Information shown.
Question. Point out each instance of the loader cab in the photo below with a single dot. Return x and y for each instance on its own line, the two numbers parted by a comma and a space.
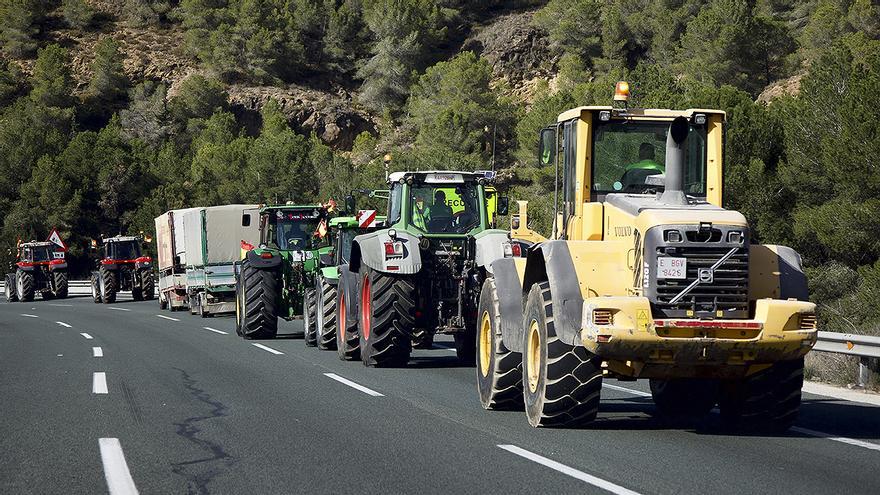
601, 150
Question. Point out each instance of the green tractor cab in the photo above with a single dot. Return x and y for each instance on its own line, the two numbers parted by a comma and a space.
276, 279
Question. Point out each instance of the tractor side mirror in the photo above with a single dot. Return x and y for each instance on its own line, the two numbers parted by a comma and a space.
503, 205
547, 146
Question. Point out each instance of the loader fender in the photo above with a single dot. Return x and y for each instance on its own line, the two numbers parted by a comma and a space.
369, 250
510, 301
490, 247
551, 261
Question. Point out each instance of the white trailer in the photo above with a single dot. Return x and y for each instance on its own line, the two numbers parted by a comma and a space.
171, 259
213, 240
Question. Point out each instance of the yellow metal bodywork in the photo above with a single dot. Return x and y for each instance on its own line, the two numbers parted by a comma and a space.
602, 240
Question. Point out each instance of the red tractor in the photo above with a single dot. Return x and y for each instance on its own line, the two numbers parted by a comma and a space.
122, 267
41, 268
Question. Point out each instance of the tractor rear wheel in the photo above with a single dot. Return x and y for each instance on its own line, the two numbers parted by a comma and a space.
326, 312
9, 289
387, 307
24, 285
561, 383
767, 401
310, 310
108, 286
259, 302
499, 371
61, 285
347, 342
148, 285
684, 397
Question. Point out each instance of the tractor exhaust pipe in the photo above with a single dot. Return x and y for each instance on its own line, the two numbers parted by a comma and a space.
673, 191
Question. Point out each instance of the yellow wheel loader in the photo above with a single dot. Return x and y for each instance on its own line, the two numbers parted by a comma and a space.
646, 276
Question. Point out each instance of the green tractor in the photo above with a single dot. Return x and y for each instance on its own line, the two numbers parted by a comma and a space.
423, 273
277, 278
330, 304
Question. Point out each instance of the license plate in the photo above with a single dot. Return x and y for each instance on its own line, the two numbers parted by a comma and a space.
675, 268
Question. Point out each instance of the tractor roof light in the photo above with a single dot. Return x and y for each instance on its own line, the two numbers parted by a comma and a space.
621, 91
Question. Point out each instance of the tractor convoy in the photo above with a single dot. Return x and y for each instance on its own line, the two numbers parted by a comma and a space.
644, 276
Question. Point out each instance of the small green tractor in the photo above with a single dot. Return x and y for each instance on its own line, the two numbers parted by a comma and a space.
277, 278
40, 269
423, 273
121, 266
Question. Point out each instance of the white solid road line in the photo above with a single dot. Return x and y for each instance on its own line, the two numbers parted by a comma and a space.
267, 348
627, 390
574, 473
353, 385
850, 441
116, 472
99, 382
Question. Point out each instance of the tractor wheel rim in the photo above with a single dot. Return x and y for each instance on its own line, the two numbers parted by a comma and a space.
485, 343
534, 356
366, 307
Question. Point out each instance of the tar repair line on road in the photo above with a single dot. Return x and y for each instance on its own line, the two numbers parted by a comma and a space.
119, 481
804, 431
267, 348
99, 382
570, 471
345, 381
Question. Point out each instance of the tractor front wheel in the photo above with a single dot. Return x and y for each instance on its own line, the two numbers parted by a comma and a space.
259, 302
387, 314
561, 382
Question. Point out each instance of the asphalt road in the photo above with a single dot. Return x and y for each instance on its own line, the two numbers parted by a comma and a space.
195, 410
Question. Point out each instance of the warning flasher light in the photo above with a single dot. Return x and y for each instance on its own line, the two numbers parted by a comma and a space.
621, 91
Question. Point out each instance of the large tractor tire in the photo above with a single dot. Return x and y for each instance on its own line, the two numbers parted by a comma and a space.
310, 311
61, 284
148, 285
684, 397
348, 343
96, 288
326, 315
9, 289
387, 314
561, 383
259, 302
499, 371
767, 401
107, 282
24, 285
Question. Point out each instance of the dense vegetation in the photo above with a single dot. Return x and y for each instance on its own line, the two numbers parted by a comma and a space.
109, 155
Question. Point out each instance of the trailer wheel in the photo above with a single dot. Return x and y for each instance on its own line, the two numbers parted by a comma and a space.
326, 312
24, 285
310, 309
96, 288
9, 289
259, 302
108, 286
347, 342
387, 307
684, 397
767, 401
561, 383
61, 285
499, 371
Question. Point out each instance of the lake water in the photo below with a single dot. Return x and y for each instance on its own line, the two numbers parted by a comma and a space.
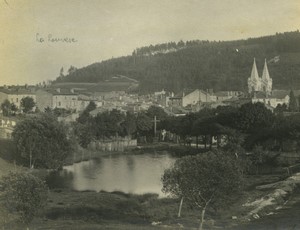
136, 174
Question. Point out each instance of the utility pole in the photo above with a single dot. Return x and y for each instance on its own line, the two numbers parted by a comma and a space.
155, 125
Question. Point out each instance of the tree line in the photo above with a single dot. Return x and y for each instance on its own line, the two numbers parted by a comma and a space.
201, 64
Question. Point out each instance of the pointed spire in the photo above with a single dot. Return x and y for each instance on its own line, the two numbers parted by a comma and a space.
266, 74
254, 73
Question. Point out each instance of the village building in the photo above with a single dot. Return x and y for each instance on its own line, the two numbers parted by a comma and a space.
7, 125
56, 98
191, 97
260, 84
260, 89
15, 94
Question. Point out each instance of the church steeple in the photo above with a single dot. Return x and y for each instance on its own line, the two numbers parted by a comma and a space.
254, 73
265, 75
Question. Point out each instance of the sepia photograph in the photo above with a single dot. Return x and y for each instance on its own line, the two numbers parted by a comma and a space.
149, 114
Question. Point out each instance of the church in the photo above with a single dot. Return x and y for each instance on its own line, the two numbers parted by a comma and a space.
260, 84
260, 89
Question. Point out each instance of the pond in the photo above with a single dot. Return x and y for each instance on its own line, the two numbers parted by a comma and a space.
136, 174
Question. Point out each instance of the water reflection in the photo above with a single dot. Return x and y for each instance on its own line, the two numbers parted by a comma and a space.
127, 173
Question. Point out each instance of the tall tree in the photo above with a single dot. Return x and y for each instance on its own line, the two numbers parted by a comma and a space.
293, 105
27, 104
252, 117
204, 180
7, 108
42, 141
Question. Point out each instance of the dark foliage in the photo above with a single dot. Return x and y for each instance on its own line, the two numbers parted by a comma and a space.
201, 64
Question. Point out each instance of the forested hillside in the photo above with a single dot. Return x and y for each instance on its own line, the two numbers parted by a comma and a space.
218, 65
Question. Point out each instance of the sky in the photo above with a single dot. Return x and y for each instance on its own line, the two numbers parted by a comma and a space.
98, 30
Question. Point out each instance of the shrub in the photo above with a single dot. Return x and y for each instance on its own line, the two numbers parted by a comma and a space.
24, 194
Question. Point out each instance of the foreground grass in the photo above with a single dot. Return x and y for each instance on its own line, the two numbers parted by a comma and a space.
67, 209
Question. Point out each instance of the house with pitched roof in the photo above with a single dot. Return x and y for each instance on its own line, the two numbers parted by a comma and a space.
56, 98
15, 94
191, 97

What the task asks. When you copy the listing above, reproduce every line exactly and skip the images.

Your response.
Question. Point out each instance of the loader cab in the photo below with a single dot. Return x and y for each instance on its own line, the two numbers parted by a comma and a space.
601, 150
Question. Point out each instance of the green tractor cab in the photo above with a single dot. Return x and y for each instance on its own line, the two numbers parted by a comma and a space.
276, 279
Question. Point out each instance of the tractor side mirror in the photo above with a single dot. Return x and y for each instance on its own line, the two numbers parted by a comma and a space.
503, 205
547, 146
Question. Point out each instance of the loader fender in the photo above with a single dot. Return x and y for each instance on its own line, the two numbers parted by a comma and a space.
369, 250
510, 301
490, 247
551, 261
Question. Point out each instance of the white trailer in the photo above with a single dot. Return x and y for each instance on its own line, the two numbers parted by a comma and a space.
171, 259
213, 240
Question. Point out each instance of the yellow metal bodywork in the photo above with a single dot. Return x and y for each instance on its own line, the two numbers parted by a comma and a space.
602, 240
Question. Point out each instance of the red tractor in the photo above with a single dot. Return x and y for each instance on its own line, the two numbers parted by a comma and a space.
122, 267
41, 268
Question. Point out each instance of the tractor rear wheel in the photo above with a single dot. Return x and y for each instance on its own line, the two numbers parted by a comma and a space.
326, 312
9, 289
387, 307
24, 285
561, 383
767, 401
310, 310
108, 286
259, 302
499, 371
61, 285
347, 342
148, 285
684, 397
Question. Point out each instance of the tractor exhaust pipe in the photo above with a single dot. Return x and y for each instance on its own line, the two numbers parted by a comma and a space.
673, 191
Question. Point out each instance of the yellow wheel loader in the photo above with a single dot. Return x and y for each instance on its own line, the two numbers parted by a comma and a space.
646, 276
Question. Point out each instance of the green tractor in the photo above with a single dot. Return x and y for each instance on its own line, the two numbers parted by a comma and a space.
423, 273
277, 278
330, 304
Question. Point out each instance of the license plate in the photo above with a single dot. Return x and y for each instance on its own line, the two numbers parted by a comma and a space.
675, 268
Question. Point out each instance of the tractor roof light in the photo above with a single dot. Return x and y for each instance on its own line, the two numbers parted by a comma and a space.
621, 91
Question. Point out each instance of the tractor convoy in the photo above with a single dot. Return x and y for each instance on its own line, the two numbers parted by a comma and a space.
644, 276
Question. Point out each instance of the small green tractor in the photo above with a single dot. Return x and y for each instance on its own line, the two numbers parted by a comma and a space.
277, 278
40, 269
423, 273
121, 266
Question. Point out each instance of the white solid road line in the photo above with a single dot. Return x and y for each instance on its own line, the two numbers parted by a comma and a space.
267, 348
627, 390
574, 473
353, 385
850, 441
116, 472
99, 382
Question. Point out each instance of the tractor wheel rim in the photo above with a single dot. Return x and y for each instance on its own line, the two numbers parted by a comma and a space.
485, 343
534, 356
366, 307
Question. Point out each instance of the tar repair line on road in the photo above with a single dot. Return x and y for each instance on its own line, the two numbers parted by a comma and a space.
119, 481
804, 431
267, 348
99, 382
570, 471
345, 381
Question. Point out each instance of the tractor front wheel in the photo above with a single dot. Return x and y for each instance on its own line, the two numbers parted by a comma and a space.
259, 302
387, 314
561, 382
Question. Point out each instance of the asphalt road in the photo above with a single dot. Return x and y for each instance on its own line, the two numbers parted by a comma and a space.
195, 410
Question. Point out each instance of the warning flasher light in the photo above with a single dot. Return x and y for each instance on its own line, the two numbers parted by a comma and a space.
621, 91
Question. Point out each instance of the large tractor tire in the photo above with a single dot. Return x and y for each instance on its own line, the two numbers parted by a comma and a space.
310, 311
61, 284
148, 285
684, 397
348, 343
96, 288
326, 315
9, 289
387, 314
561, 383
259, 302
499, 371
767, 401
107, 282
24, 285
Question. Point out each instance of the dense vegetation in the photo above with a single dot. Return x and y for each instance on its own line, the two numbers parted by a comma and a space.
109, 155
Question. Point out each instance of the trailer wheel in the photo above with a single dot. Return x and y for each instance on its own line, the two numbers parted by a comma and a space.
326, 312
24, 285
310, 309
96, 288
9, 289
259, 302
108, 286
347, 342
387, 307
684, 397
767, 401
561, 383
61, 285
499, 371
Question. Point out each instance of the lake water in the photo below with a single dot. Return x and y for each instance on its own line, the two numbers parted by a comma and a space.
136, 174
Question. Point out each instance of the utility pole in the photo above with a single dot. Return x and y for each instance on its own line, the two numbers parted by a comma and a space.
155, 125
Question. Point out each instance of the tree line in the photo above with a single dot. Return x and y for each instance on its own line, the two numbers parted by a comma and a space.
201, 64
Question. Point out each instance of the pointed spire in the photo above with a single dot. Return x and y for each instance on its own line, the two numbers parted by a comma and a space.
266, 74
254, 73
Question. Point out each instance of the village building in the photo above with a single dot. Return x and y for each instance on its own line, the two numbers parted by a comma and a space.
7, 125
56, 98
191, 97
260, 84
260, 89
15, 94
Question. Point out each instance of the church steeple in the photo above with a single dot. Return x and y for each instance on its own line, the two numbers parted by a comma and a space.
254, 73
265, 75
Question. Point out each instance of the sepia photograph in the photo above with a single dot. Return x and y for each instance on its own line, the two numbers parted by a comma and a space.
149, 114
Question. Point out each instance of the church in the photo above with a single dot. Return x and y for each instance on its own line, the two numbers parted by a comma and a space.
260, 84
260, 89
Question. Point out each instance of the pond in the photo above with a single dot. Return x and y for each instance on its own line, the two numbers parted by a comma and a space.
136, 174
Question. Point out each instance of the water reflection in the photo above with a single dot. Return x and y for each instance on its own line, the two numbers parted by a comma and a space.
127, 173
Question. Point out each instance of the tall tree in the photo above with a single dot. Return x and y for each instance on its own line, the two numbers parted by a comma and a space.
293, 105
27, 104
252, 117
204, 180
7, 108
42, 141
Question. Point out each instance of the dark foliage in the photo above with a single dot. Return x and y for each instance on its own line, the two numbers parted by a comma and a space.
201, 64
Question. Point out each instance of the forested hillside in the photo above with a single dot. Return x and y for each instance on its own line, the two numbers parted by a comma and a space.
218, 65
Question. Point out each instance of the sky in the photo above with a single dot. Return x and y for each instance on its own line, the two numbers parted by a comma and a space.
98, 30
Question. Point out each instance of the shrub in the photo above with a single dot. Return x and y for each instance on its own line, the two numbers parted by a comma and a space.
24, 194
Question. Point out each instance of the foreground grass in the photo above with a single dot. Return x and y for each instance on its own line, the two numbers parted by a comma and a space.
67, 209
Question. Point out each instance of the house with pitched roof in the photo above with a single dot. Return x and y for each instance on its own line, the two numbers parted by a comma and a space.
56, 98
15, 94
191, 97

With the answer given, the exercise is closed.